Spatial localization data
━━━━━━━━━━━━━━━━━━━━━━━━━━━━━━

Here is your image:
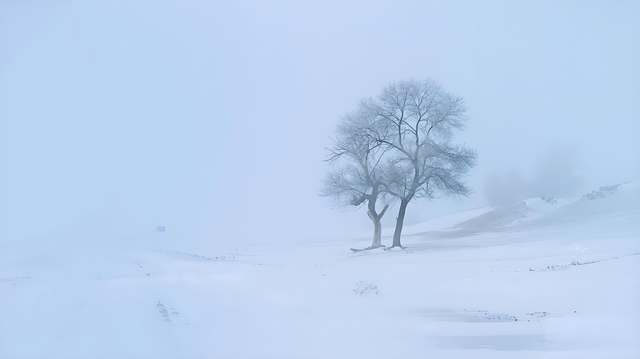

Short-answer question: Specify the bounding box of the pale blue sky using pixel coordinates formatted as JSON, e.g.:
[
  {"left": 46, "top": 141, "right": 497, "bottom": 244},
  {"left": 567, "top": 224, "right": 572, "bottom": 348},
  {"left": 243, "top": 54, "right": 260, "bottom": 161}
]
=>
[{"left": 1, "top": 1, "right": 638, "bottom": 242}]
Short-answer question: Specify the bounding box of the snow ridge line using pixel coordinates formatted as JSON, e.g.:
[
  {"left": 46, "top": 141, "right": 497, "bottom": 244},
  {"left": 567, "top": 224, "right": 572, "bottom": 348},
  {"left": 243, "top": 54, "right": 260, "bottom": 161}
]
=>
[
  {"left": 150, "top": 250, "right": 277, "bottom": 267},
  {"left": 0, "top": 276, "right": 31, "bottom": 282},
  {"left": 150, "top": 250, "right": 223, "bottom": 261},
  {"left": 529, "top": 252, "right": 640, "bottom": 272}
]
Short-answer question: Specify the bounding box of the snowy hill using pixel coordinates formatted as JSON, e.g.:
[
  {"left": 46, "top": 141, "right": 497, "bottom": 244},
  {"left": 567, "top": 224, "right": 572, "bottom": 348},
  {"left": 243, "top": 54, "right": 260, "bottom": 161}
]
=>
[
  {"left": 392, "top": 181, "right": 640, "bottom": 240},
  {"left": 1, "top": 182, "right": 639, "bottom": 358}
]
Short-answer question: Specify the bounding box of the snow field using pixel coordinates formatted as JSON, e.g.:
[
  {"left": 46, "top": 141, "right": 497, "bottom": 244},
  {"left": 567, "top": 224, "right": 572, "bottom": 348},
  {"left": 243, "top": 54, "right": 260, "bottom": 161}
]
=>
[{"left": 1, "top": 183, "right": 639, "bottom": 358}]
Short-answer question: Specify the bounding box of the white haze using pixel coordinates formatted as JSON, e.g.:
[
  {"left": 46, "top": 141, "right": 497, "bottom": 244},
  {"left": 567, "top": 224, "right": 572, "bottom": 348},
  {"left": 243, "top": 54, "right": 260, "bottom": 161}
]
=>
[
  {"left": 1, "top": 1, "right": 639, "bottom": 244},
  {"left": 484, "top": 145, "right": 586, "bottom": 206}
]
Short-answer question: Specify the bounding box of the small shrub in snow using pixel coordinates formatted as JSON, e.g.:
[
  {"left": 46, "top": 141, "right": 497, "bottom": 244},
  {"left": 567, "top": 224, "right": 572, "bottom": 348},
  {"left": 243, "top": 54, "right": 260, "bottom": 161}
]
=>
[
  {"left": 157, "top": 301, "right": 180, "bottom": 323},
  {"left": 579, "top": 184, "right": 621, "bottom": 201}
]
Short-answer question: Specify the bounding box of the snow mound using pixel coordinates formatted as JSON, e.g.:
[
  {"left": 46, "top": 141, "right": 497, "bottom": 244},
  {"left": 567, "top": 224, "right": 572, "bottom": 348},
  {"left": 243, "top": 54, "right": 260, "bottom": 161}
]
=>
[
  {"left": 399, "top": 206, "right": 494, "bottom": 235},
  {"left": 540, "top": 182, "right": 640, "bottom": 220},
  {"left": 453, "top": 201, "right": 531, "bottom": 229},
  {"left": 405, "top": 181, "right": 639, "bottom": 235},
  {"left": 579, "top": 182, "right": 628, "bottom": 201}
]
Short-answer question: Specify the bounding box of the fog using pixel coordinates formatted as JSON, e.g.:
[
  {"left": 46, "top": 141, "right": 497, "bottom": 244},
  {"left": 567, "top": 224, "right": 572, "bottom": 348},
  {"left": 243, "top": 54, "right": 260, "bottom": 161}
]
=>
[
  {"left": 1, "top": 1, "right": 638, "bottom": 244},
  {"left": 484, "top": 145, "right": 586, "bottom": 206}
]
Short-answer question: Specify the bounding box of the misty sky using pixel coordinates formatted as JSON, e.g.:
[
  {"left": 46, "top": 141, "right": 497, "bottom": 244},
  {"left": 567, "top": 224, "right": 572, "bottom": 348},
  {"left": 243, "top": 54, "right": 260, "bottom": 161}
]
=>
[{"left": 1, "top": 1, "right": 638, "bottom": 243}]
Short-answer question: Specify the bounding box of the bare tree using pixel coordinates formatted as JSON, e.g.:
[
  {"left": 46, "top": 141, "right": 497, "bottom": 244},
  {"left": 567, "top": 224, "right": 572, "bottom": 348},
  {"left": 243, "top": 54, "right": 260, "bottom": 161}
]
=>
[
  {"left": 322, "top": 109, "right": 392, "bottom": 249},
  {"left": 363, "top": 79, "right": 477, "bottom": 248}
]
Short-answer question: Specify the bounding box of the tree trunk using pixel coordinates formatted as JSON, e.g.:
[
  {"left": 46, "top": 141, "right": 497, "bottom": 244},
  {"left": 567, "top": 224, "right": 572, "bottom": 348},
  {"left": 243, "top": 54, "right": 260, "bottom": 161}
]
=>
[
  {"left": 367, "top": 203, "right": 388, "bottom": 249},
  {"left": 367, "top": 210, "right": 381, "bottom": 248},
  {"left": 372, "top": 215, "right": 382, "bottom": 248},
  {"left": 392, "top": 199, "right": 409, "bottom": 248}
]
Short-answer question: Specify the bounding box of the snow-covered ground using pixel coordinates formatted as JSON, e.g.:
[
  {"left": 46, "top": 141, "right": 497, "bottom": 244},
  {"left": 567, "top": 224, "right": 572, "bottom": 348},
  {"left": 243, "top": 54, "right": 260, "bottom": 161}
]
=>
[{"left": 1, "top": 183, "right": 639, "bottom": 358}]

━━━━━━━━━━━━━━━━━━━━━━━━━━━━━━

TASK DESCRIPTION: Look for the string "tree" in the records, and copy every line where it is found.

RESPONSE AREA:
Short-answer question: Specify the bounding box of the bare tree using pixel coordinates formatted as JSON, e.g.:
Short-answer question: Specify the bounding box of the tree trunk using pixel coordinates formatted as JSON, e.g.:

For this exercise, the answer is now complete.